* Quoted passage *
########

Client Alert

Achieving an IPO Exit While Taking the Long View

11/2/2004

Getting portfolio companies there and beyond

The last several months have seen both a significant increase in international appetite for initial public offerings in the U.S. by Chinese companies, as well as some increasing wariness given recent disclosure issues that have arisen in connection at least one recent offering. Companies such Linktone Ltd., which Morrison & Foerster LLP represented in its global IPO and continues to represent in ongoing compliance and corporate work, have recently achieved high profile listings on Nasdaq or the New York Stock Exchange.

In this environment, it is important for the board, management and in-house legal counsel of private companies planning their IPOs, or of public companies thinking of spinning off and listing one or more subsidiaries, to consider the basic elements which lay the groundwork for a successful IPO. Equally important, but sometimes overlooked in the excitement of the IPO process, are the practical implications of being a U.S. public company in the long-term and how these issues can impact companies' overall goals and resources -- and indeed affect the value at which a post-IPO exit for investors may be achieved. The following summarizes some of the key issues at the pre- and post-IPO stages that we have seen arise in our recent work.

Venture capitalists play an important advisory role during this process since they are often in a position (as board members and/or significant shareholders) to focus company management on these issues.

Pre-IPO

The obvious goal of any IPO is to complete the process in as short a period of time as reasonably possible, while concurrently preparing public disclosure documents that are complete and accurate to minimize any potential liability. Achieving this goal is often complicated by a number of IPO "hot buttons" which active venture capitalists can help company management to focus on and overcome early:

  • Accounting issues: encourage the company to appoint an internationally recognized auditor, identify key accounting issues early and agree on scope of, and nature of the engagement for, the comfort letter. Accounting issues almost always affect the timing of IPOs. This is particularly true for companies with their principal operations in China, where industry-specific business practices often give rise to unusual accounting issues. For example, wireless value-added services provides in China engage in fairly complex revenue estimations due to the nature of the wireless industry in China. Moreover, in this Sarbanes-Oxley era of heightened liability for securities offerings, increasing emphasis is being placed on the scope of "comfort letters" which a company's auditor provides to the underwriters and the company's board as part of its due diligence. A particularly sensitive issue in this regard is whether the auditor will require the lead underwriter to sign an engagement letter for the provision of the comfort letter. The purpose of this letter is to define the permissible use of the comfort letter and the auditor's liability in connection with issuing it.

  • The company's "story": consider the "story" that will be presented to potential investors and make sure management and the board fully understand and are able to effectively communicate this story as the road show nears. As illustrated by a recent IPO by a Chinese manufacturing company, statements by company management or its board that are inconsistent with its IPO prospectus disclosure may be embarrassing and adversely affect the company's stock price. It could also lead to potential liability under the U.S. securities laws.

  • Management and board composition: identify positions in senior and middle management that may need to be upgraded/expanded and any necessary changes in board composition. Encourage the company to take steps to identify any weaknesses in their current management team and fill-in any gaps that may exist so that they can comply with the demands of the U.S. securities laws and listing rules. In addition, non-U.S. companies will be subject next year to enhanced Nasdaq and New York Stock Exchange board composition rules which will require, among other things, that a majority of the board be "independent." (This is in addition to the current requirement that all members of audit committees must be independent directors, except in limited circumstances.) Companies operating in China may find it challenging to locate suitable independent board members.

########

* Set exercise A *
List the pre-IPO "hot buttons" that the IPO alert sets out as bullet points, using their headings.
* Set exercise B *
Answer these from the IPO alert:
(i) What date does it carry?
(ii) Where have companies such as Linktone Ltd. recently listed?
(iii) Under next year's board composition rules, what must a majority of the board be?
You won't need the lines that come after the IPO alert.

########

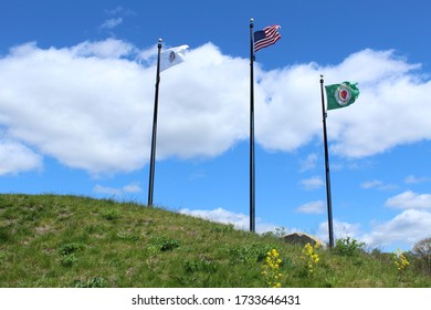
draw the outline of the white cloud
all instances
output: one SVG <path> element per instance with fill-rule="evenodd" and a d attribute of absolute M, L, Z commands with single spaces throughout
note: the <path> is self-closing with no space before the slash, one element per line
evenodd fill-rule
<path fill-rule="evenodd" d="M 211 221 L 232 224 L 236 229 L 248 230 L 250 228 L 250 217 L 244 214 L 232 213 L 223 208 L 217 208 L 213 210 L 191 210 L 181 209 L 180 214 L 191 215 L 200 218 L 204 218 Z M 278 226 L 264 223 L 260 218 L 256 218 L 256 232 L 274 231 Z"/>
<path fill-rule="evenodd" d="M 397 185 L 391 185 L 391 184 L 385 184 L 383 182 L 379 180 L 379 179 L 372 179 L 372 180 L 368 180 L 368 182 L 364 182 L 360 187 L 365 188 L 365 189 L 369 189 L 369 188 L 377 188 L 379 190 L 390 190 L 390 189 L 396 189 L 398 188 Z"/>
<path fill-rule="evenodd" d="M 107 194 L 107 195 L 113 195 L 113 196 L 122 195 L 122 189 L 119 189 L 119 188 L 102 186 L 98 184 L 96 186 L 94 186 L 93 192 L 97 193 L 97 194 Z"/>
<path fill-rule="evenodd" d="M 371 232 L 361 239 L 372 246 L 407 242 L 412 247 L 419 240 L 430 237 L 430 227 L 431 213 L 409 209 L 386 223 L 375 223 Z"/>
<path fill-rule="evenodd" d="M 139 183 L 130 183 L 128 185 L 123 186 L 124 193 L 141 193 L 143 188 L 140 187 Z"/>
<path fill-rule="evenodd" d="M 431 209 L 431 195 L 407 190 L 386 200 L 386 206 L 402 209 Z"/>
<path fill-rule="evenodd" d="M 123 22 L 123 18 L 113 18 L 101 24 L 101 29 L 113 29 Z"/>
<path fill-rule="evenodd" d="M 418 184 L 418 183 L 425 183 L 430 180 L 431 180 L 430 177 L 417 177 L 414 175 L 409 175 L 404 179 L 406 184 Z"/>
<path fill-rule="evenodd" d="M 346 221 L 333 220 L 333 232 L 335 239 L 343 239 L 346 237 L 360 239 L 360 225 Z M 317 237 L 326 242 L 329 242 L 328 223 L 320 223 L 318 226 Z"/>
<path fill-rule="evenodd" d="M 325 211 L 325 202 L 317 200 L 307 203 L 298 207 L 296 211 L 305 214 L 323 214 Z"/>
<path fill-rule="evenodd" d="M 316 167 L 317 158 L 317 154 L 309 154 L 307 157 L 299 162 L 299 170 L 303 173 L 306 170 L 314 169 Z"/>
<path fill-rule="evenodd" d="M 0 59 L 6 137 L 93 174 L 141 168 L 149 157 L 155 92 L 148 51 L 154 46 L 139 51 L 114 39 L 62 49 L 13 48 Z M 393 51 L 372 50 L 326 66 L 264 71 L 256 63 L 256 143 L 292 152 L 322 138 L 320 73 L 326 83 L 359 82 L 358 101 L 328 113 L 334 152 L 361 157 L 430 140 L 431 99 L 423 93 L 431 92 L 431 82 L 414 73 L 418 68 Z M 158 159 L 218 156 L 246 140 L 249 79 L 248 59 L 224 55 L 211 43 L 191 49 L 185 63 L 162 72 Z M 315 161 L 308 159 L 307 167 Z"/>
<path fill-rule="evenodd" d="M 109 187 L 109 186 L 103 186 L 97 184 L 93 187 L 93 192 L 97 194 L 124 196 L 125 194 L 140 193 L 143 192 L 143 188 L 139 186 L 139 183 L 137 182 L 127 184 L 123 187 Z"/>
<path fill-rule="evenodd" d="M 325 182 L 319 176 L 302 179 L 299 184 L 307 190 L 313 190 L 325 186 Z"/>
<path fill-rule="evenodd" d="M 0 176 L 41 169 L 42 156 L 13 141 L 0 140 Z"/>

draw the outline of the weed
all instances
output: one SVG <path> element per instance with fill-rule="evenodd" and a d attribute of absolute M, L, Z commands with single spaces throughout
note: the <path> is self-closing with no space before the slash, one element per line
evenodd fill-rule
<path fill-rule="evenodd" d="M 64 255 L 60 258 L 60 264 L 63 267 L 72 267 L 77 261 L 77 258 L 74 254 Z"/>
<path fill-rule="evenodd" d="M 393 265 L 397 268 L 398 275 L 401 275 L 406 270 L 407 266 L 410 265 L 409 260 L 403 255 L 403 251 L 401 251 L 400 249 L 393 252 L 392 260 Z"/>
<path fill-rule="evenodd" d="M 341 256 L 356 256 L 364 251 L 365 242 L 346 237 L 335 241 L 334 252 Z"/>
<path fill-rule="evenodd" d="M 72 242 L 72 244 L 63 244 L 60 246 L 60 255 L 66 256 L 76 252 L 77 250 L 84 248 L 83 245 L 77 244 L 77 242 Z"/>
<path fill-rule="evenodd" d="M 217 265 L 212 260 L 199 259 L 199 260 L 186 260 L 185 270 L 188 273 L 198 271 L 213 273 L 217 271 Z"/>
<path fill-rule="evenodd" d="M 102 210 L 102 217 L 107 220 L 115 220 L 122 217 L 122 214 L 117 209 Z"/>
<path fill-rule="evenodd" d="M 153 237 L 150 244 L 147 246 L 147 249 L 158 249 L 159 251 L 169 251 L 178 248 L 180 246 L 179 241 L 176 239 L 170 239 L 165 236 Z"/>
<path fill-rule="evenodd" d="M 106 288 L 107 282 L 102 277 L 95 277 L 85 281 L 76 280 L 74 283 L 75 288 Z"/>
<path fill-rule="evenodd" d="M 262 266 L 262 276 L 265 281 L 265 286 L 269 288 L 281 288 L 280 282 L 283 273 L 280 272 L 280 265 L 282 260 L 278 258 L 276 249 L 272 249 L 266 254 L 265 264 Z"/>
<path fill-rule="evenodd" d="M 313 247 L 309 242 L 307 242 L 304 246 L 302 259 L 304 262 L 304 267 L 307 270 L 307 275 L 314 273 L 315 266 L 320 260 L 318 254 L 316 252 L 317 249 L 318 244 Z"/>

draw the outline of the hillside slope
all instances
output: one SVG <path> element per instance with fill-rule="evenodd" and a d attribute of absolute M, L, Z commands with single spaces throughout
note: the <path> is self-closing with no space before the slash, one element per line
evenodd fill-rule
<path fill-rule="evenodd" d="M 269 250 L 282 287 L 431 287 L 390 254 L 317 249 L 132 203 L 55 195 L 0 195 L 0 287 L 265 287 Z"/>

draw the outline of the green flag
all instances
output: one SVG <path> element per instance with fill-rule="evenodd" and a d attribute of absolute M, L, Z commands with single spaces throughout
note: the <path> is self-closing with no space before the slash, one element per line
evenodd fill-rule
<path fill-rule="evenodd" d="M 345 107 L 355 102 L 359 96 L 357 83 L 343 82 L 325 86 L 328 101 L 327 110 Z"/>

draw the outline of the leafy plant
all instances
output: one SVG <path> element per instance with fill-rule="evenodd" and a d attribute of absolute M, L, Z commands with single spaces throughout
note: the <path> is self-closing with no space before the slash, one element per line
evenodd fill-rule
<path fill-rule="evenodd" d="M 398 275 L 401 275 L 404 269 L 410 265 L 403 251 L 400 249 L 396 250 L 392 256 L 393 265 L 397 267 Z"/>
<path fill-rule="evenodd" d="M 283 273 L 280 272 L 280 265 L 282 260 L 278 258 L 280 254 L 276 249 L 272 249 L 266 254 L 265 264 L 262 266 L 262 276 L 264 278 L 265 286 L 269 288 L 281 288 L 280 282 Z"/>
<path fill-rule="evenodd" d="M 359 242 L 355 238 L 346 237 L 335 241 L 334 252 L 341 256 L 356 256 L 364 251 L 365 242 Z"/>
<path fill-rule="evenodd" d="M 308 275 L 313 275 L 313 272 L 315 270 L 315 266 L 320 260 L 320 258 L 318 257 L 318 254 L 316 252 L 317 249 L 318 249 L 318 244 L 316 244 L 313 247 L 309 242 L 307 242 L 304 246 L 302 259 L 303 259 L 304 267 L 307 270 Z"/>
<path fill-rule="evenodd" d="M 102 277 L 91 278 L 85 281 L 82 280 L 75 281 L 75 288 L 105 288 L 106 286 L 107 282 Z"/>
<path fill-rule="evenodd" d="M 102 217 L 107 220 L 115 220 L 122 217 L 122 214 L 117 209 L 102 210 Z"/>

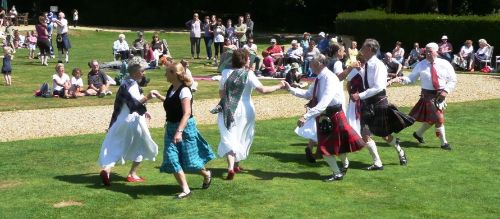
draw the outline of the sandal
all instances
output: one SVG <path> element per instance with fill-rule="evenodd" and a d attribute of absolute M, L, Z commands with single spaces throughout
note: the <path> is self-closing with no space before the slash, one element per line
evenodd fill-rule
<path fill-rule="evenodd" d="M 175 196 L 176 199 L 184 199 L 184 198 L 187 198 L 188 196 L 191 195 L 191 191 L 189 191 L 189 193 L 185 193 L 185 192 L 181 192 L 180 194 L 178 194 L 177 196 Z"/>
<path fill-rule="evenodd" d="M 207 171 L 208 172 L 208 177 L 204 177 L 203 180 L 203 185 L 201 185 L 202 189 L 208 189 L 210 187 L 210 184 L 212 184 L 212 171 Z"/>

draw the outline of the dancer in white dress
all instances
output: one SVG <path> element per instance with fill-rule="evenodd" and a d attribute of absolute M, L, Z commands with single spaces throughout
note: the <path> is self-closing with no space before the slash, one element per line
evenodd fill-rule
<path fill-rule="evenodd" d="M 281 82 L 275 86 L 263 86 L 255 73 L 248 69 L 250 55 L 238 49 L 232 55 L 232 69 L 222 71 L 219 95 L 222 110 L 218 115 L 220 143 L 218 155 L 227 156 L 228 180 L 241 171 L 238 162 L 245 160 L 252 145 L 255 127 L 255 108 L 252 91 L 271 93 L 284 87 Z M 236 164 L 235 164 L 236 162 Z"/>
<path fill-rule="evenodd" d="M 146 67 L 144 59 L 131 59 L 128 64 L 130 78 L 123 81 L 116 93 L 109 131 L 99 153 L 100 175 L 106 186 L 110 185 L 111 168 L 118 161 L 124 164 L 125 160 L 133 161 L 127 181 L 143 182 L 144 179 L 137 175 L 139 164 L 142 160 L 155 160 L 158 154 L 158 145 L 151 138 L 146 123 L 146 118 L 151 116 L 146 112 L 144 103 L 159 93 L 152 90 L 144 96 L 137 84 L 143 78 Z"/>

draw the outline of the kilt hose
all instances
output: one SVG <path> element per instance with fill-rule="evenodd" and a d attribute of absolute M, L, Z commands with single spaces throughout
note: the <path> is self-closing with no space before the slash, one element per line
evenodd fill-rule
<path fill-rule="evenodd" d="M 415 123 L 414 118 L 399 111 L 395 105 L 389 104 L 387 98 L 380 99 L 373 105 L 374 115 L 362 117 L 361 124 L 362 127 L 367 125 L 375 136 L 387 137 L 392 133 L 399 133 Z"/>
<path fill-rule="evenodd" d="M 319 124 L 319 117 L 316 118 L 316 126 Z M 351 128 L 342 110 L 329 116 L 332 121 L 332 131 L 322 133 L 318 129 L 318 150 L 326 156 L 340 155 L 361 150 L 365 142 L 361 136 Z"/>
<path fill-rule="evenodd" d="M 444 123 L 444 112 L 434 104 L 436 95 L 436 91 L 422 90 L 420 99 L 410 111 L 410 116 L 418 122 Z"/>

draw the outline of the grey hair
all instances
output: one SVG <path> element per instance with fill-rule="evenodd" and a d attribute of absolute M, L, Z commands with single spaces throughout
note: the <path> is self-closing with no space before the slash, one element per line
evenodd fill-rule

########

* Exercise result A *
Accounting issues
The company's "story"
Management and board composition

* Exercise result B *
(i) 11/2/2004
(ii) On Nasdaq or the New York Stock Exchange
(iii) Independent